## Work instructions
Put every line of the records below into a Markdown table with the columns Row and Line, numbering the rows and skipping any blank lines. Leave the pictures out of the table.

## Excerpted data
┌────────

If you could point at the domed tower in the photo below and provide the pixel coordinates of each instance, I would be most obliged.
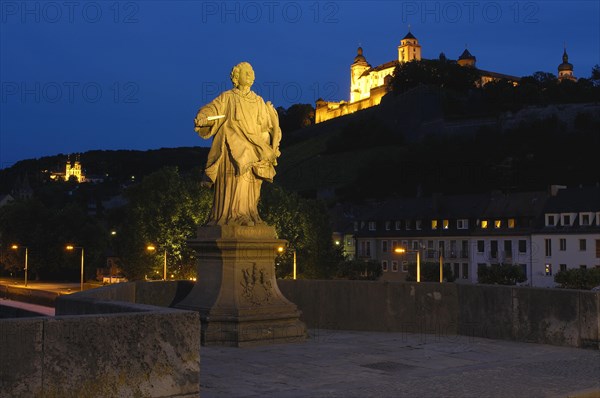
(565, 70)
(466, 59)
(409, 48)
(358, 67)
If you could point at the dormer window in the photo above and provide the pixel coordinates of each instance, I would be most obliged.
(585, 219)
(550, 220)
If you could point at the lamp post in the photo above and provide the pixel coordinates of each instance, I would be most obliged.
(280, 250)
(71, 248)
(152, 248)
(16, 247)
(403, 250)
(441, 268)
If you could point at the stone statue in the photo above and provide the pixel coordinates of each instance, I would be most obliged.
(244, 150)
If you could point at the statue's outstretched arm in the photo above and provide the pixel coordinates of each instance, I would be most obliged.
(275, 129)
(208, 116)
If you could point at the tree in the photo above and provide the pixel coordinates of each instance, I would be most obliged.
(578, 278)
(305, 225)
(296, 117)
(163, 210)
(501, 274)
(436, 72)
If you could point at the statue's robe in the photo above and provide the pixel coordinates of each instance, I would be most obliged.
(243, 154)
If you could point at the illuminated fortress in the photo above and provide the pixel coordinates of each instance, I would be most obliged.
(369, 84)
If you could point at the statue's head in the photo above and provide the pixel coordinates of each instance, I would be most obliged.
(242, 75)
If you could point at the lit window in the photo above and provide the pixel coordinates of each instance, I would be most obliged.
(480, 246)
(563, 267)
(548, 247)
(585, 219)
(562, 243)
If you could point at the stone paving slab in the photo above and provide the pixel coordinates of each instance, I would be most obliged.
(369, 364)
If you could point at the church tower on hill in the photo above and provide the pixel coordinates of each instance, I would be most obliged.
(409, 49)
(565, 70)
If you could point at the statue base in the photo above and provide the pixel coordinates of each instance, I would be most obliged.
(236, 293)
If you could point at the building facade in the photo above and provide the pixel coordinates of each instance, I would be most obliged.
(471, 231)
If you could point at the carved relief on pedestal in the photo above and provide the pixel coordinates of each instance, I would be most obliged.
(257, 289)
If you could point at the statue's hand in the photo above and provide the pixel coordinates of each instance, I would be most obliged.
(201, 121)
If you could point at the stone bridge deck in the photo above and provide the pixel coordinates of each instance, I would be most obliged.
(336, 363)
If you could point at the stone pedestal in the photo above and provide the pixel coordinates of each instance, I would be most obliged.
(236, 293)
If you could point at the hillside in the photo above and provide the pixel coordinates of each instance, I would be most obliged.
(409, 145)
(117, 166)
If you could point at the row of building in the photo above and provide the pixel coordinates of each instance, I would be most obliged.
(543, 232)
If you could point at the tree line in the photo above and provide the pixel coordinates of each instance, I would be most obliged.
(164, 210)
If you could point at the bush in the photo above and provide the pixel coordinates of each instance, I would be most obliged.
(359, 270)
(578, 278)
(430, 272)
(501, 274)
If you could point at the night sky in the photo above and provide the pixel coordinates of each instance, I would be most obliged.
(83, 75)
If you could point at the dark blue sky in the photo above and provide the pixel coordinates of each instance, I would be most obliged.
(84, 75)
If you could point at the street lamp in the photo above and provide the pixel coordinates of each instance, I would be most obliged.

└────────

## Final answer
| Row | Line |
|---|---|
| 1 | If you could point at the domed tower in the photo below and provide the pixel coordinates of each instance, I would be most obliged. |
| 2 | (565, 70) |
| 3 | (466, 59) |
| 4 | (409, 48) |
| 5 | (358, 67) |
| 6 | If you could point at the dormer window in the photo above and provide the pixel coordinates of each instance, I would be most obliged. |
| 7 | (585, 219) |
| 8 | (550, 220) |
| 9 | If you could point at the lamp post in the photo above and provide the pixel coordinates of each instance, I would be most obliged. |
| 10 | (280, 250) |
| 11 | (71, 248) |
| 12 | (152, 248) |
| 13 | (16, 247) |
| 14 | (403, 250) |
| 15 | (441, 268) |
| 16 | If you could point at the stone statue in the photo above and provide the pixel coordinates of each instance, I would be most obliged. |
| 17 | (244, 150) |
| 18 | If you could point at the statue's outstretched arm in the photo above and provide the pixel coordinates of each instance, I would be most obliged. |
| 19 | (275, 129) |
| 20 | (208, 116) |
| 21 | If you could point at the tree in the photo above and provide the pixel coordinates of each instance, I would be most obliged. |
| 22 | (578, 278) |
| 23 | (305, 225) |
| 24 | (296, 117) |
| 25 | (163, 210) |
| 26 | (501, 274) |
| 27 | (436, 72) |
| 28 | If you could point at the statue's robe in the photo above and provide the pixel coordinates of each instance, I would be most obliged. |
| 29 | (243, 154) |
| 30 | If you could point at the illuminated fortress in the photo above and provide the pixel coordinates of each instance, I would be most obliged. |
| 31 | (369, 84) |
| 32 | If you could point at the statue's head in the photo above and provide the pixel coordinates of each instance, I would be most obliged. |
| 33 | (242, 75) |
| 34 | If you could point at the lit window in the photo above and provide the pixel coordinates of each instance, I would be most obliged. |
| 35 | (480, 246) |
| 36 | (563, 267) |
| 37 | (548, 247) |
| 38 | (585, 219) |
| 39 | (562, 243) |
| 40 | If you could point at the stone paving slab in the photo above and provide the pixel coordinates of each instance, I would be most obliged. |
| 41 | (369, 364) |
| 42 | If you could point at the church tower on hill in the photo above and provide the pixel coordinates of each instance, I would be most obliged. |
| 43 | (409, 49) |
| 44 | (565, 70) |
| 45 | If you could point at the statue base in the photo above and provide the pixel coordinates of each instance, I would be most obliged. |
| 46 | (236, 293) |
| 47 | If you could point at the building facade in the photo above and provide the pixel coordinates of each instance, I would be most obliged. |
| 48 | (471, 231) |
| 49 | If you could point at the carved relief on pedestal in the photo above and provide the pixel coordinates of each instance, I would be most obliged. |
| 50 | (257, 289) |
| 51 | If you could point at the statue's hand in the photo above and provide the pixel coordinates of each instance, I would be most obliged. |
| 52 | (201, 121) |
| 53 | If you could point at the stone bridge deck in the photo above and provide the pixel coordinates of each instance, I would be most obliged. |
| 54 | (336, 363) |
| 55 | If you could point at the stone pedestal in the photo above and provide the pixel coordinates of each instance, I would be most obliged. |
| 56 | (236, 293) |
| 57 | If you could point at the hillside in the photo above and provide the pixel coordinates of each instance, I would be most obliged. |
| 58 | (409, 145) |
| 59 | (117, 166) |
| 60 | If you could point at the row of building in the photo above and provide the pixel coordinates of each instance, I would be most obliged. |
| 61 | (543, 232) |
| 62 | If you could point at the tree line in the photo above and provide the pixel coordinates of each instance, I would be most obliged. |
| 63 | (164, 210) |
| 64 | If you could point at the bush in the photo above and provide the pixel coordinates of each instance, I would be most obliged. |
| 65 | (359, 270) |
| 66 | (578, 278) |
| 67 | (430, 272) |
| 68 | (501, 274) |
| 69 | If you could point at the night sky in the photo above and provide the pixel coordinates of each instance, I would be most obliged. |
| 70 | (83, 75) |
| 71 | If you could point at the dark blue sky in the photo above and provide the pixel coordinates of each instance, I would be most obliged. |
| 72 | (84, 75) |
| 73 | If you could point at the street lamp in the photo above and provide the pixel coordinates of each instance, I would be most obliged. |